>> BEGIN
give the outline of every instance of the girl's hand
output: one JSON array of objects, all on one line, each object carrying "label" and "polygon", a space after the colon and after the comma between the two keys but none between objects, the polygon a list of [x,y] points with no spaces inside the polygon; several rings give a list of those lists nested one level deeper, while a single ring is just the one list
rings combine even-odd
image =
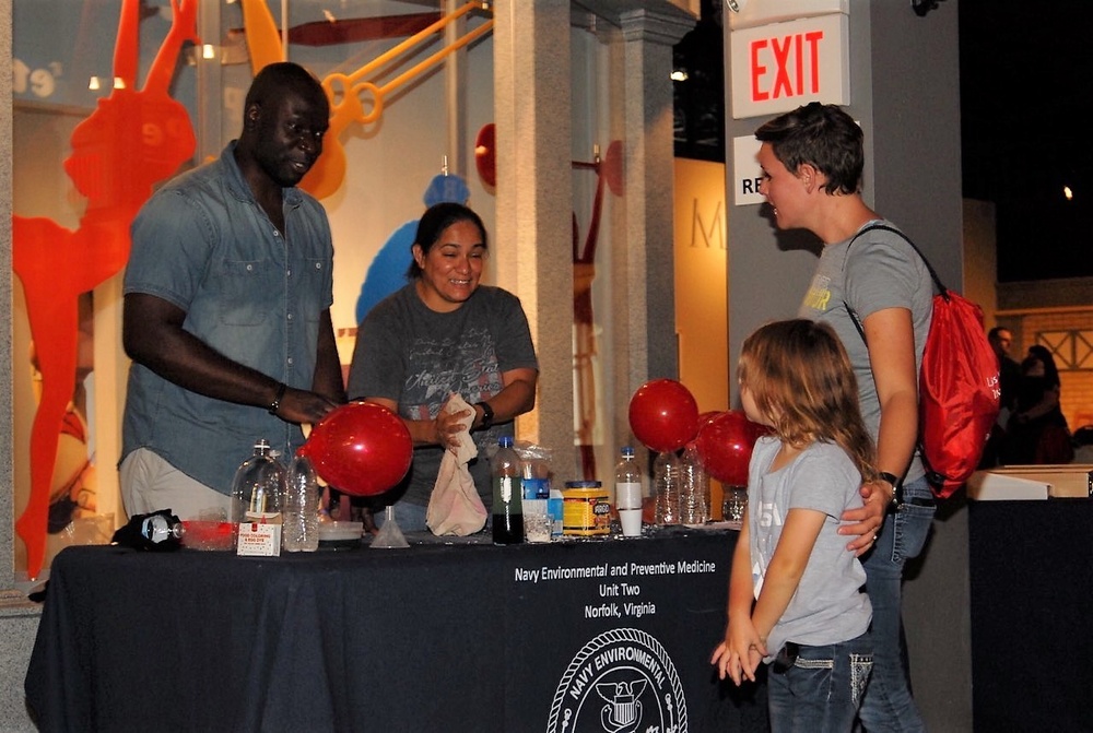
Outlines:
[{"label": "girl's hand", "polygon": [[849,523],[838,528],[839,534],[854,535],[846,548],[857,556],[868,552],[877,542],[877,535],[880,534],[881,525],[884,523],[884,515],[888,512],[889,504],[892,503],[889,485],[883,481],[862,484],[861,498],[865,499],[863,506],[844,511],[843,521]]},{"label": "girl's hand", "polygon": [[721,679],[728,676],[739,687],[744,679],[755,682],[755,670],[764,657],[766,643],[749,618],[747,622],[729,623],[725,640],[717,645],[709,662],[717,666]]},{"label": "girl's hand", "polygon": [[474,410],[448,412],[447,407],[448,403],[445,401],[440,405],[440,411],[436,413],[436,419],[434,421],[436,425],[436,442],[446,450],[455,451],[461,445],[459,438],[456,436],[463,430],[462,421],[466,421],[468,415],[473,418]]}]

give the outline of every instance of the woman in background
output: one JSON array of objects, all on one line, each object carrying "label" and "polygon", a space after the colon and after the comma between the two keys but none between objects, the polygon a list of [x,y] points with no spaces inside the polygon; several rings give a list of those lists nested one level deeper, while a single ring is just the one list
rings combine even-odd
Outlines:
[{"label": "woman in background", "polygon": [[1003,463],[1069,463],[1074,458],[1070,428],[1059,407],[1059,369],[1047,347],[1034,344],[1021,362],[1016,407],[1006,425]]},{"label": "woman in background", "polygon": [[486,449],[513,436],[517,415],[536,402],[539,363],[520,300],[482,285],[487,252],[482,220],[467,206],[430,206],[411,247],[410,283],[379,302],[357,329],[351,399],[393,410],[410,429],[413,462],[395,501],[404,531],[424,531],[444,451],[457,446],[468,413],[442,410],[453,393],[473,405],[479,449],[468,468],[482,503],[492,504]]}]

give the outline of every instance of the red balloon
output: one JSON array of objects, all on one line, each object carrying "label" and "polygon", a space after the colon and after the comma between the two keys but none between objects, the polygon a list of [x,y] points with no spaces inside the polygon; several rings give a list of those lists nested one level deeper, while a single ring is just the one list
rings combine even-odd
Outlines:
[{"label": "red balloon", "polygon": [[752,448],[766,433],[742,411],[730,410],[703,425],[694,445],[706,473],[729,486],[747,486]]},{"label": "red balloon", "polygon": [[654,379],[630,399],[630,429],[658,453],[679,450],[698,431],[698,404],[680,382]]},{"label": "red balloon", "polygon": [[413,440],[406,423],[387,407],[350,402],[324,417],[299,452],[331,486],[354,496],[375,496],[407,475]]},{"label": "red balloon", "polygon": [[704,412],[701,415],[698,415],[698,431],[701,433],[702,428],[704,428],[706,424],[713,421],[715,417],[724,414],[725,414],[724,410],[710,410],[708,412]]}]

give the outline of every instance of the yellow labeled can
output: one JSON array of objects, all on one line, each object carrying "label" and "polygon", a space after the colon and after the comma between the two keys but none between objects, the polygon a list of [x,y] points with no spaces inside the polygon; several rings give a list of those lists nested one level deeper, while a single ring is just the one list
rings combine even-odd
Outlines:
[{"label": "yellow labeled can", "polygon": [[567,481],[562,490],[562,534],[595,536],[611,533],[611,504],[598,481]]}]

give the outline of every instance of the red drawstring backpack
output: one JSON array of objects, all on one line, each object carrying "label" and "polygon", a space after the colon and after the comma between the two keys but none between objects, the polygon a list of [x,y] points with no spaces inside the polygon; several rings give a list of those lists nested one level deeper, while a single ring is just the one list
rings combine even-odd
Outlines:
[{"label": "red drawstring backpack", "polygon": [[[945,499],[978,466],[998,418],[998,357],[983,329],[983,309],[947,288],[921,250],[898,229],[874,224],[855,239],[871,229],[891,232],[914,247],[938,289],[918,375],[918,439],[933,495]],[[857,314],[845,305],[865,341]]]}]

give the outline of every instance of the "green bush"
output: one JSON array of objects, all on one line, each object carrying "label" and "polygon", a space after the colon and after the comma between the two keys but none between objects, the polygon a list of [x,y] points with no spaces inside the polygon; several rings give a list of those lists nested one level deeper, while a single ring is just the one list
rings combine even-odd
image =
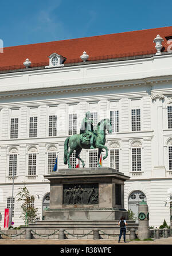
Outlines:
[{"label": "green bush", "polygon": [[159,228],[164,228],[165,227],[167,227],[167,228],[170,228],[170,226],[167,226],[166,220],[165,219],[162,225],[159,226]]},{"label": "green bush", "polygon": [[153,241],[154,239],[153,239],[152,238],[145,238],[144,239],[143,239],[143,241]]},{"label": "green bush", "polygon": [[14,230],[20,230],[20,229],[21,229],[20,226],[19,227],[14,227]]}]

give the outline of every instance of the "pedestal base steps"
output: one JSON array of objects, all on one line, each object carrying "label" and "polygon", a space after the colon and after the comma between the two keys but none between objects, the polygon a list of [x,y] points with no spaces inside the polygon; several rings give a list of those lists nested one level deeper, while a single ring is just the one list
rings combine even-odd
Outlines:
[{"label": "pedestal base steps", "polygon": [[130,177],[123,173],[109,168],[77,168],[44,177],[50,181],[50,208],[45,211],[45,220],[28,227],[34,237],[41,232],[44,238],[58,238],[57,233],[52,234],[62,228],[67,238],[93,239],[97,229],[101,238],[118,239],[122,216],[128,223],[127,239],[130,229],[137,228],[135,222],[127,220],[124,208],[124,182]]}]

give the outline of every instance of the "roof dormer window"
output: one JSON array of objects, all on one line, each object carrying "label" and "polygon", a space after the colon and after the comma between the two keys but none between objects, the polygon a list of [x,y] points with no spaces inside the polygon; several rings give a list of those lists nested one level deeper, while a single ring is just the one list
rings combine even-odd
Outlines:
[{"label": "roof dormer window", "polygon": [[58,59],[56,56],[54,56],[53,57],[52,59],[52,64],[53,65],[53,66],[57,66],[57,64],[58,64]]},{"label": "roof dormer window", "polygon": [[57,53],[52,53],[48,57],[49,59],[49,64],[48,66],[45,66],[45,68],[63,67],[63,63],[66,60],[65,57],[58,55]]}]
>> END
Reproduce the entries above word for word. Pictures stay out.

give the outline of every instance of the girl's hand
output: one JSON array of objects, all on one line, each object carrying "label" and "polygon", a space after the colon and after the comma between the two keys but none between objects, the polygon a list of [x,y] points with no spaces inside the polygon; several rings give a list of those lists nested one level deeper, while a single ring is just the one list
rings combine even-odd
image =
Outlines:
[{"label": "girl's hand", "polygon": [[849,523],[838,528],[839,534],[854,535],[846,548],[857,556],[868,552],[877,542],[877,535],[880,534],[881,525],[884,523],[884,515],[888,512],[889,504],[892,503],[889,485],[883,481],[862,484],[861,498],[865,499],[863,506],[844,511],[843,521]]},{"label": "girl's hand", "polygon": [[721,679],[728,676],[739,687],[744,679],[755,682],[755,670],[764,657],[766,643],[749,618],[747,622],[729,623],[725,640],[717,645],[709,662],[717,666]]},{"label": "girl's hand", "polygon": [[474,410],[448,412],[447,407],[448,403],[445,401],[440,405],[440,411],[436,413],[436,419],[434,421],[436,425],[436,442],[446,450],[455,451],[461,445],[459,438],[456,436],[463,430],[462,421],[466,421],[468,415],[473,418]]}]

give the outline of every instance of the woman in background
output: one JSON array of objects, all on one line, each object carrying "label" and "polygon", a space after the colon and after the comma between the two keys but none between objects, the polygon a list of [x,y] points with no spaces inside the polygon; several rings give a list of those lists nested one level deeper, while a single ring is just the one list
rings combine even-odd
Outlines:
[{"label": "woman in background", "polygon": [[1003,463],[1069,463],[1074,458],[1070,428],[1059,407],[1059,369],[1047,347],[1034,344],[1021,362],[1016,407],[1006,425]]},{"label": "woman in background", "polygon": [[486,449],[513,436],[517,415],[536,402],[539,363],[520,300],[482,285],[487,252],[482,220],[467,206],[430,206],[411,247],[410,283],[379,302],[357,329],[351,399],[393,410],[410,429],[413,462],[395,501],[404,531],[424,531],[444,451],[457,446],[468,413],[442,410],[453,393],[473,405],[479,449],[468,468],[482,503],[492,504]]}]

give the outline of every instance of the red balloon
output: one JSON array of objects, all on one line, each object carrying "label" and "polygon", a space after the colon and after the comma between the two keys but none between objects, the polygon a list of [x,y] points with no spaces inside the polygon; several rings give a list of those lists nested one level deeper, while a single ring is just the one list
rings combine even-odd
Outlines:
[{"label": "red balloon", "polygon": [[752,448],[766,433],[742,411],[730,410],[703,425],[694,445],[706,473],[729,486],[747,486]]},{"label": "red balloon", "polygon": [[654,379],[630,399],[630,429],[658,453],[679,450],[698,431],[698,404],[680,382]]},{"label": "red balloon", "polygon": [[413,440],[406,423],[387,407],[350,402],[324,417],[299,452],[331,486],[354,496],[375,496],[407,475]]},{"label": "red balloon", "polygon": [[704,412],[701,415],[698,415],[698,431],[701,433],[702,428],[704,428],[706,424],[713,421],[715,417],[724,414],[725,414],[724,410],[710,410],[708,412]]}]

give the outline of every instance of the yellow labeled can
output: one JSON array of objects, all on one line, each object carrying "label" and "polygon", a space after the colon and after the comma between the two keys but none between objects, the polygon a list of [x,y] points with no spaces inside the polygon; several rings give a list of those lists nested one level deeper, while a single ring is just the one list
rings combine even-odd
Outlines:
[{"label": "yellow labeled can", "polygon": [[567,481],[562,490],[562,534],[595,536],[611,533],[611,504],[598,481]]}]

give the outline of every instance of the red drawstring backpack
output: one JSON array of objects, all on one line, each object carrying "label" and "polygon", a space after the colon and after the comma between the two keys but none between objects, the polygon a list of [x,y] points with no spaces inside the polygon; several rings give a list of those lists nested one level deeper, while a single ring is just the one list
rings combine even-odd
Outlines:
[{"label": "red drawstring backpack", "polygon": [[[945,499],[978,466],[998,418],[998,357],[983,329],[983,309],[947,288],[921,250],[898,229],[874,224],[855,239],[871,229],[891,232],[914,247],[938,289],[918,375],[918,439],[933,495]],[[857,314],[845,305],[865,341]]]}]

give the outline of every instance of the "green bush"
output: one JSON array of objects, all on one line, each object carrying "label" and "polygon", a space after the colon and after the comma between the two keys but none between objects, the polygon a list of [x,y] points with no spaces inside the polygon; several rings give a list of those lists nested one level deeper, while a single ring is just the one list
rings combine even-odd
image =
Outlines:
[{"label": "green bush", "polygon": [[159,228],[164,228],[165,227],[167,227],[167,228],[170,228],[170,226],[167,226],[166,220],[165,219],[162,225],[159,226]]},{"label": "green bush", "polygon": [[153,241],[154,239],[153,239],[152,238],[145,238],[144,239],[143,239],[143,241]]},{"label": "green bush", "polygon": [[14,230],[20,230],[20,229],[21,229],[20,226],[19,227],[14,227]]}]

give the outline of every instance of the "pedestal base steps"
output: one JSON array of objects, all on one line, each object carrying "label" and "polygon", a space after the colon and after the comma between the two keys but none between objects, the polygon a list of [x,y] points with no spaces inside the polygon; several rings give a list of those lists nested one level deeper, while a single ring is just the one list
rings combine even-odd
Outlines:
[{"label": "pedestal base steps", "polygon": [[130,177],[123,173],[109,168],[77,168],[44,177],[50,181],[50,208],[45,211],[45,220],[28,227],[34,237],[41,232],[44,238],[58,238],[57,233],[52,234],[62,228],[67,238],[93,239],[97,229],[101,238],[118,239],[122,216],[128,223],[127,239],[130,229],[137,228],[135,222],[127,220],[124,208],[124,182]]}]

give the outline of every instance of the "roof dormer window"
output: one JSON array of objects, all on one line, each object carrying "label" and "polygon", a space after the colon and after the comma between the two keys but none between objects, the polygon a list of [x,y] points with no spaces inside the polygon; several rings give a list of those lists nested one level deeper, while a single ring is just the one list
rings combine even-odd
Outlines:
[{"label": "roof dormer window", "polygon": [[58,59],[56,56],[54,56],[53,57],[52,59],[52,64],[53,65],[53,66],[57,66],[57,64],[58,64]]},{"label": "roof dormer window", "polygon": [[57,53],[52,53],[48,57],[49,59],[49,64],[48,66],[45,66],[45,68],[63,67],[63,63],[66,60],[65,57],[58,55]]}]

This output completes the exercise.